## BRIEF
Copy the lines below word for word.

---- EXTRACTED DATA

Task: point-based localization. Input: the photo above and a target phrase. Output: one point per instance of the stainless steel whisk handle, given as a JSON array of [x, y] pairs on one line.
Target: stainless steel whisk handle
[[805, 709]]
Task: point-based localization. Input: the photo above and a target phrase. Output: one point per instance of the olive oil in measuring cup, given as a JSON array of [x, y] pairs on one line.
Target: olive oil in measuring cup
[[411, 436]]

--------

## TASK OUTPUT
Task: point-based localization. Input: the photo above and a target phrase. Output: one point per instance of the stainless steel whisk handle, given as a JSON array of [x, y] pairs on one line.
Target: stainless steel whisk handle
[[805, 709]]
Task: point-based localization. Input: the photo above and a target phrase. Output: one point per instance of the olive oil in measuring cup, given as a JSON array of [x, y] pairs on one line.
Target: olive oil in measuring cup
[[411, 436]]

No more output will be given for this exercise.